#### Data for the task ####
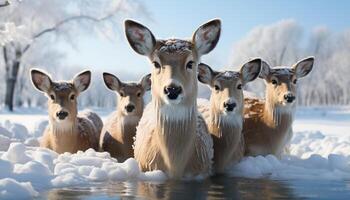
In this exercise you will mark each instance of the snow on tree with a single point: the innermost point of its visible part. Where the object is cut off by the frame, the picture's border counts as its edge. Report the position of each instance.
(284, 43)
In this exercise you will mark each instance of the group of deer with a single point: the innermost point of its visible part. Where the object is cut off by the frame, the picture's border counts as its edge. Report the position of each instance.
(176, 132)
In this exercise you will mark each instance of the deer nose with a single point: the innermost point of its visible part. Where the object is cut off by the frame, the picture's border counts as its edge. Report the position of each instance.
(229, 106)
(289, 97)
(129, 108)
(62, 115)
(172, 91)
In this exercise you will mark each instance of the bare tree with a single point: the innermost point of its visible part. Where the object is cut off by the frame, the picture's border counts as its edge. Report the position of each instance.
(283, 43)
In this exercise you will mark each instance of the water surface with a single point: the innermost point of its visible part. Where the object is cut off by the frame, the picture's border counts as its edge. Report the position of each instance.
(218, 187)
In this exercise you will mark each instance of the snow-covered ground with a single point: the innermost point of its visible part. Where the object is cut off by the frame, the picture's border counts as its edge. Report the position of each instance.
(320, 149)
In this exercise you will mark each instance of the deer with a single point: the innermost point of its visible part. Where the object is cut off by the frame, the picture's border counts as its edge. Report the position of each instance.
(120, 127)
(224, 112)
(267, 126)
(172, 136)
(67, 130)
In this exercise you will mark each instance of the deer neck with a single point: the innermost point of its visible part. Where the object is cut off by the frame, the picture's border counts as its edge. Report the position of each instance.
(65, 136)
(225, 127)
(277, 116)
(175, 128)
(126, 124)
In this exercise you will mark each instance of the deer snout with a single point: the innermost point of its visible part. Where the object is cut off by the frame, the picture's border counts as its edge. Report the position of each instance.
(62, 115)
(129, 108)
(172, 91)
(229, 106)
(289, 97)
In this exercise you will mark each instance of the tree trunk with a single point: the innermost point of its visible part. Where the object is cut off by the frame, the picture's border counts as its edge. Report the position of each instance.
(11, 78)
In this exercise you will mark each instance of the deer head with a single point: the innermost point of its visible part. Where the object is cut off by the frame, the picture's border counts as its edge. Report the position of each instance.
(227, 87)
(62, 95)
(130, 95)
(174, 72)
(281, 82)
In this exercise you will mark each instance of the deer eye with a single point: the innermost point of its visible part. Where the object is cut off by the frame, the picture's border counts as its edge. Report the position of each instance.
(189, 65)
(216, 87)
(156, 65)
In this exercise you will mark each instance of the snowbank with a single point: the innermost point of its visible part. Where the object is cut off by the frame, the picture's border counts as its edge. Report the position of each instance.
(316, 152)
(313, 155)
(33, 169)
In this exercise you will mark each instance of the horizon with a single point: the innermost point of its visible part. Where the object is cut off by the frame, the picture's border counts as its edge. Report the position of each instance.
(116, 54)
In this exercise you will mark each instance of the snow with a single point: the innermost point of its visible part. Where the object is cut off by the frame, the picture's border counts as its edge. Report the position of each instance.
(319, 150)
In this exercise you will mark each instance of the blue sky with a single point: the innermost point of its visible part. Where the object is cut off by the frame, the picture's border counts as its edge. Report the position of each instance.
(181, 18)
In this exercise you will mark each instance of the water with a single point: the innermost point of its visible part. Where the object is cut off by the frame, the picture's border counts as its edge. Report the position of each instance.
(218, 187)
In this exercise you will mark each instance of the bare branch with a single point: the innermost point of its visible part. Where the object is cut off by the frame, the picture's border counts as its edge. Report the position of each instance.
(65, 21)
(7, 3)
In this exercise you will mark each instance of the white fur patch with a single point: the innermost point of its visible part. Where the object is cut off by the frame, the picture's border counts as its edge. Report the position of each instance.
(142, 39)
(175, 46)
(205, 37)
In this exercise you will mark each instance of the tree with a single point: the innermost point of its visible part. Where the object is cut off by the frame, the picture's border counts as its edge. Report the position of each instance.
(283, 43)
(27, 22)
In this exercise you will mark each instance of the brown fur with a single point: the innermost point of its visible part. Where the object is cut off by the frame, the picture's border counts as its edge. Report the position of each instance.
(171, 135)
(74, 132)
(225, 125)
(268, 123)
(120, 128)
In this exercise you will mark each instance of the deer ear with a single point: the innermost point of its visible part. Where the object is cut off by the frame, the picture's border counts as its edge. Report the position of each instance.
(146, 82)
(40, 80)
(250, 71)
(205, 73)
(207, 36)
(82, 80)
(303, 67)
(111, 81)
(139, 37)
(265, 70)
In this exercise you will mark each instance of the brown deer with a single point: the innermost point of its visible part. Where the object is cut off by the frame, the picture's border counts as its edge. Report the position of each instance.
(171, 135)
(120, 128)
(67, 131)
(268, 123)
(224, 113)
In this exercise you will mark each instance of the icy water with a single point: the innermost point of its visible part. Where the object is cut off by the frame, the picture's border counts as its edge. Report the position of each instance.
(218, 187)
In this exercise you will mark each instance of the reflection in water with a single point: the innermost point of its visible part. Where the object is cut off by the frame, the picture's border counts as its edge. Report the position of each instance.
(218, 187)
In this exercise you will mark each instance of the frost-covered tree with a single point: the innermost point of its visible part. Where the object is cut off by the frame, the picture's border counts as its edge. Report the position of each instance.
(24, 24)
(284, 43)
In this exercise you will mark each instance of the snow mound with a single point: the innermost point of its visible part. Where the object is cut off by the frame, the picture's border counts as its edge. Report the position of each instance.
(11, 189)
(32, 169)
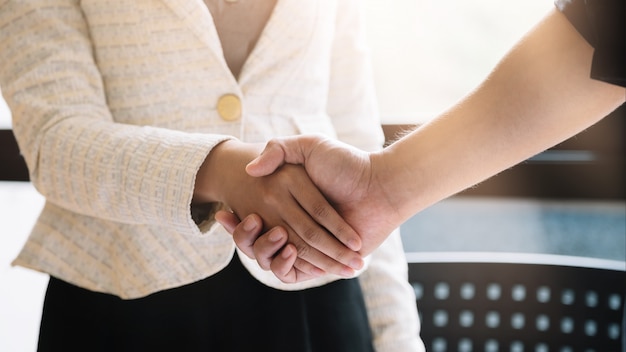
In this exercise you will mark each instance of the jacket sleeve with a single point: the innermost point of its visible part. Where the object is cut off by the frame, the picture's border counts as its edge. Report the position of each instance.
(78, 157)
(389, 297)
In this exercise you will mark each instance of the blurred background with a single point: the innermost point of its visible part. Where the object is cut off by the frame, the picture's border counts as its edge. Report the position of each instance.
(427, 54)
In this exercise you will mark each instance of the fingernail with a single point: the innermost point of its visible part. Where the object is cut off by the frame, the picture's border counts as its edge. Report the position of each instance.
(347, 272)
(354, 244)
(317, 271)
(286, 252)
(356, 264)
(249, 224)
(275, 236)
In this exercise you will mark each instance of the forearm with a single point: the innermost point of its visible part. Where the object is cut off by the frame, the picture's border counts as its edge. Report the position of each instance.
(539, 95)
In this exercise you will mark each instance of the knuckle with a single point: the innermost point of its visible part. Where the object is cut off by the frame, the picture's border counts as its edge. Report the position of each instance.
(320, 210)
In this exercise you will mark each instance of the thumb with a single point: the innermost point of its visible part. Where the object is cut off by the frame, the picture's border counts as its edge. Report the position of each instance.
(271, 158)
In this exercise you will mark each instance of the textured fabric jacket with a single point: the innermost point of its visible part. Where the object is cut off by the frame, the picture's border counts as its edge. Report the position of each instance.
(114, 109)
####
Could you give every item above back word for word, leaving the pictures out?

In this exercise you will mark each instance of the snow on tree with a single point: the innermost point of its visible part. Where the object is cut off by the frame, the picture's border counts as its edge. Report the position of each instance.
(284, 43)
In this exercise you will mark each instance of the group of deer with a single point: the innermost point of its visible part. Where the object is cut off by the frame, the picture's border counts as its edge. Report the position of each instance.
(176, 132)
In this exercise you will mark each instance of the deer nose with a single point: the innermost point of its visible part. Where the object is cut off by the frame, the picture's border counts as its edge. Report the position of each instance.
(229, 106)
(289, 97)
(129, 108)
(62, 115)
(172, 91)
In this exercise you will mark each instance of the bare tree with a single point: the innermost point of its visible part. Where the object is cut off by the frame, the picture's border counts as its edge. Report the position of each instance.
(283, 43)
In this exercise you will mark each instance of the water surface with a single point: the innermost point of its visible part. Where the object is cut off by the frame, the picture's border counts as its edge. Report the position of each instance.
(218, 187)
In this exercise you will mark each instance of the snow-covered ground with a single point: the innermost point of its visible part. Where the object is cut off by the frame, the picture's border counts as its edge. Report the position of each instance.
(320, 149)
In this exercise you will mark each instance of the deer with a single point: the innermost point of its visible part. Where the object is cut off by the frame, the picture's border counts as its edge. Report the position of each instance.
(120, 127)
(224, 112)
(267, 126)
(172, 136)
(67, 130)
In this exercise you will mark each instance of the deer neck with a single point: the innermost point of its visible part. Where the object is cut off by the frame, the picture's border counts as its edge. Report the position of each instance.
(65, 136)
(225, 127)
(277, 116)
(175, 128)
(126, 124)
In this exercise you will mark each instance of the deer snout with a single point: the innermost point of its visible part. Where the object is cut off by the frame, the picture's border counts as its edge. Report the position of each instance.
(62, 115)
(129, 108)
(172, 91)
(229, 106)
(289, 97)
In this exercise you will mark each instance of the tree trunk with a single point: the innermost point of its visible part. Where the object is cut off by the frame, the picture's border counts as its edge. Report the position of each instance.
(11, 78)
In this exercise you will mark each instance of the deer head with a single point: the innermost point of its visible part. Where the object is cut off by the frame, the picture's border counts as its edge. Report the position of each instance.
(227, 87)
(62, 95)
(130, 95)
(174, 72)
(281, 82)
In this exercise you will mark each instance of the deer eye with a single point: the innermost point of its visible part. Where the object is cut off by the frame, the picture's border counts as its edge. Report the position of each instance.
(189, 65)
(216, 87)
(156, 65)
In this exercise you will mark each instance of the snowbank with a single point: the innermost point of its visible part. Where the object is cut off by the frame, the picture's border counts as its edge. Report the position of each instance.
(316, 152)
(313, 155)
(33, 169)
In this exercise you will mark each instance of the horizon with a single point: the innermost point of its visible part. Where the object is cut off by the frame, the picture's border counts as its edge. Report the position of each instance.
(116, 54)
In this exercise you will mark each instance of the snow with a single point: the innermost point of its visible part. Where the object is cut off by the frame, the picture's border counts as its edge. Report the position of each instance.
(319, 150)
In this exercise you will mark each instance of the blue sky with a single point: the innermost point of its visible part. Where the object is cut off by the frame, the picture's border counts as its edge. Report the position of each instance.
(181, 18)
In this exercise you will mark each instance of the water with a single point: the innermost point of its visible part. Where the object is cut off by the frame, the picture's border counts as its edge. Report the position of each instance.
(218, 187)
In this exercise you will mark each instance of the bare branch with a single point: the innermost point of its visible part. Where the object is cut off by the frame, the picture's border counts as its edge. Report the position of each instance.
(65, 21)
(7, 3)
In this exercise you will mark each instance of the white fur patch with a single point: the innermost point of its visible part. Where the object is cut off by the frame, the picture's border counts as its edge. Report the position of each instance.
(142, 39)
(175, 46)
(205, 37)
In this exercise you will mark each instance of the tree with a single point: the innermost point of its visible part. Where the object is cut off by the frame, the picture's border counts as its edge. Report the position of each instance.
(283, 43)
(27, 22)
In this exercise you will mark each instance of the brown fur with a single point: the innermost point of its visible part. Where the object is cut off by the frame, the picture's border counts as its edge. Report the position of each instance.
(171, 135)
(74, 132)
(225, 125)
(268, 123)
(120, 128)
In this exercise you will mark each instance of the deer ear with a single point: the innermost point of its visible part. Where the object is cut off by the frame, the picture's border counts as its edge. Report the position of each instance.
(146, 82)
(40, 80)
(250, 71)
(205, 73)
(207, 36)
(82, 80)
(303, 67)
(111, 81)
(139, 37)
(265, 70)
In this exercise you will mark each instance of the brown deer with a single point: the innermost point of its visible part. Where the object is cut off by the frame, the picture's border counts as its edge. Report the position of each instance.
(171, 135)
(120, 128)
(67, 131)
(268, 123)
(224, 113)
In this exercise you will mark each instance of the icy water with a single point: the innermost point of its visible part. Where the object is cut off by the frame, the picture's border counts as its edge. Report the position of each instance.
(218, 187)
In this exercise you will mark each instance of the reflection in water with a single point: the innermost point of its visible part. Where the object is cut off by the frame, the picture's border counts as its edge. Report the position of each instance.
(218, 187)
In this exercise you will mark each instance of the frost-covered tree with a single point: the innermost point of its visible part. Where the object is cut off by the frame, the picture's border counts as its edge. Report the position of each instance.
(24, 24)
(284, 43)
In this exercise you will mark each instance of the snow mound with a single point: the innermost point of its visible part. Where the object is cut off by the frame, the picture's border counts as its edge. Report the position of each instance.
(11, 189)
(32, 169)
In this exercise you will mark each instance of the jacket sleeve with a single point: the innermost point of its visible part. Where the object is cut off by the frame, the picture's border counts as its edge. Report the position of each instance.
(78, 157)
(389, 297)
In this exercise you will mark each instance of the blurred background with a single point: the innermost point of its visible part. Where the object is cut off by the frame, the picture's border counts as its edge. Report the position of each instance.
(427, 54)
In this exercise you will mark each instance of the fingernail with a single point: the innermost point of its visible part. Where the object is cut off by the frame, the picture's border counts as its edge. Report the position of each instance.
(347, 272)
(354, 244)
(317, 271)
(286, 252)
(356, 264)
(249, 224)
(275, 236)
In this exercise you will mark each instance of the forearm with a single point: the innermost point of its visible part. Where the object is cut off by the frame, the picture's border counts as its edge. Report the position of each instance.
(539, 95)
In this exercise you will mark each instance of the knuckle with a single point: the innermost point of its visible part. Where the object is cut off by the frame, the picture's border counts as its edge. Report the position of each instance.
(320, 210)
In this exercise you will mark each instance of the thumb with a single point: the innermost point of its visible part. Where the object is cut off by the frame, the picture's border counts as its edge. Report the position of each instance.
(271, 158)
In this exercise you will mark each instance of the textured fabric jacket with a single point: the innermost point of its visible part. Where the object is cut off by the frame, the picture's border counts as its edge. Report the position of each instance.
(114, 109)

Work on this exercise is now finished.